Descripción de la tarea ::
Prolonga el fragmento sobre Emilio y la posguerra en Salamanca a partir de su última oración.

### Fragmento dado ###

A Emilio, le tocó vivir la gris
posguerra española en las frías tierras castellanas de Salamanca. Eran los años
de aquella España uniformada. Uniformes con los que militares, taxistas,
escolares, serenos, doncellas, toreros, doctores, barrenderos, porteros…….. marchábamos
marciales al toque de trompeta y catecismo que imponía la férrea disciplina
nacionalcatólica, y que había arrasado como una ciclogénesis explosiva (como
dicen ahora los modernos) el aire fresco y rejuvenecedor que había traído la
República por estas tierras.
La institución libre de la enseñanza
y sus misiones pedagógicas que acercó la cultura a los pueblos, abasteciéndolos
de bibliotecas y música, transportando el arte dramático en carromatos, había
cedido su sitio a los sables y las sotanas, los solideos y las estrellas. A la
hora de la instrucción escolar, en las desnudas aulas, el todopoderoso se hacía
escoltar por dos ladrones que nunca se arrepintieron de sus pecados.

### Material mostrado ###

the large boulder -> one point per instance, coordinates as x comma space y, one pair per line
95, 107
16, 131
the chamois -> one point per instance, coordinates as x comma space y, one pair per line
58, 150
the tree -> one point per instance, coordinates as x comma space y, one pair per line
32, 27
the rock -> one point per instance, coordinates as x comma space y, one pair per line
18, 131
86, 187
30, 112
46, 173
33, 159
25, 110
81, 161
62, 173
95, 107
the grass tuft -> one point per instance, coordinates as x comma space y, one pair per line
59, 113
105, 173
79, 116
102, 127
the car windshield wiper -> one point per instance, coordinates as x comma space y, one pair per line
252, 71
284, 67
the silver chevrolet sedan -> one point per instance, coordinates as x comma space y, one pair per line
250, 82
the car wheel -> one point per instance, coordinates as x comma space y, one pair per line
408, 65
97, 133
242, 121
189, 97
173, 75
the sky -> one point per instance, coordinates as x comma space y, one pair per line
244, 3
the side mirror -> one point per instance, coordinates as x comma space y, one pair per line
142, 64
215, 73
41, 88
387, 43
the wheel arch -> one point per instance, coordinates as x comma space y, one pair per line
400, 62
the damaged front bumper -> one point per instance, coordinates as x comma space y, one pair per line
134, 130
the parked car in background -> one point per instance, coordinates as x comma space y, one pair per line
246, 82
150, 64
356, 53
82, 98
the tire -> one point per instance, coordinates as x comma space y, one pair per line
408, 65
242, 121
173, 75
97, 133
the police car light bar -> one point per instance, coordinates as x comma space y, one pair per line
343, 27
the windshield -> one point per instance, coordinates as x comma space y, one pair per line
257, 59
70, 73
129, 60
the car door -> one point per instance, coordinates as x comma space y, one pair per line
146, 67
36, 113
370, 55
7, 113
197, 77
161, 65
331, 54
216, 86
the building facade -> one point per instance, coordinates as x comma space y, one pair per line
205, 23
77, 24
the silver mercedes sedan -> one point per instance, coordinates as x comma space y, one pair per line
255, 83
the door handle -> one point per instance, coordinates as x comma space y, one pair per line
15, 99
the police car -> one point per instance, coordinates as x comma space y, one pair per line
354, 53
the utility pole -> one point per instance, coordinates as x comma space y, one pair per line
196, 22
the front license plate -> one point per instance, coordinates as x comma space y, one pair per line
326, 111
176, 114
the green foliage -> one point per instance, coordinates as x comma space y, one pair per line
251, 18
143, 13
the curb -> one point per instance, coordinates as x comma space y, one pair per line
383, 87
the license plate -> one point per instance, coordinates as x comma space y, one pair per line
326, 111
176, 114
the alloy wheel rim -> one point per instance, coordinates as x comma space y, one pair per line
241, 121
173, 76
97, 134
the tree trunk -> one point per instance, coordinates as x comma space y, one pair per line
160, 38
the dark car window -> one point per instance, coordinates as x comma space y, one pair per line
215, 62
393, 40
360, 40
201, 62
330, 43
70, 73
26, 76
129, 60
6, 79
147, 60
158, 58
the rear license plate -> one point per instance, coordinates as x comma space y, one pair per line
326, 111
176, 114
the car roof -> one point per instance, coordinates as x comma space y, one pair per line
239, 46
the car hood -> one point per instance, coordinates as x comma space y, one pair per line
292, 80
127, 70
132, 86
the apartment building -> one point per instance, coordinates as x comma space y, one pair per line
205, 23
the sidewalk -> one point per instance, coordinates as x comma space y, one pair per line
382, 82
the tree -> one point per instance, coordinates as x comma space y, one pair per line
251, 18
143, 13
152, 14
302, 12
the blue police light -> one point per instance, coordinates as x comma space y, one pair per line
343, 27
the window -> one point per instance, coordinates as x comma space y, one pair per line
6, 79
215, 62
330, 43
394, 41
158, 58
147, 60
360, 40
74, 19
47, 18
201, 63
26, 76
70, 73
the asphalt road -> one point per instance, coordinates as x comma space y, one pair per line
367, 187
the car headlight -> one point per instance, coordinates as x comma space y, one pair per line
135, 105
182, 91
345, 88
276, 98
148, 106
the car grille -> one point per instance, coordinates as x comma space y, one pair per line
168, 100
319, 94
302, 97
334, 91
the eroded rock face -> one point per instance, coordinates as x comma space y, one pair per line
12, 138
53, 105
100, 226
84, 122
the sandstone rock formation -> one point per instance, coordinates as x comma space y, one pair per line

###

Respuesta a la tarea ::
A finales de los años cincuenta y
primeros de los sesenta, el afán controlador del régimen impuso la
obligatoriedad de formalizar un nuevo documento que se llamó “DNI” mediante el
cual todo ciudadano debía quedar registrado. En las grandes ciudades surgieron
los míticos fotomatones, estrechos habitáculos automatizados, con los que
obtener las fotografías de carné de forma instantánea. Instalados, entre otros
lugares, en los mercados, bocas de metro y puertas de los cines, abastecieron a
la población de un retrato de aproximadamente nueve centímetros cuadrados con el que poder llevar a cabo la obligatoria
expedición del citado trámite.
La tarea se hizo más compleja en el
ámbito rural, donde la precariedad y el subdesarrollo hicieron necesaria la
contratación por parte de las autoridades locales, de los escasos fotógrafos comarcales,
que previa publicitación por parte del pregonero de su presencia, se encargaron
de la tarea de registrar fotográficamente a la población, con la finalidad de
cumplimentar el trámite burocrático de la expedición del DNI. Y es en este
menester cuando un joven Emilio acompañando a su padre en una motocicleta,
cargados con una sábana blanca y una Rolleiflex, haciendo las labores de asistente,
en el terreno y en el laboratorio, entró en contacto con el mundo de la
fotografía.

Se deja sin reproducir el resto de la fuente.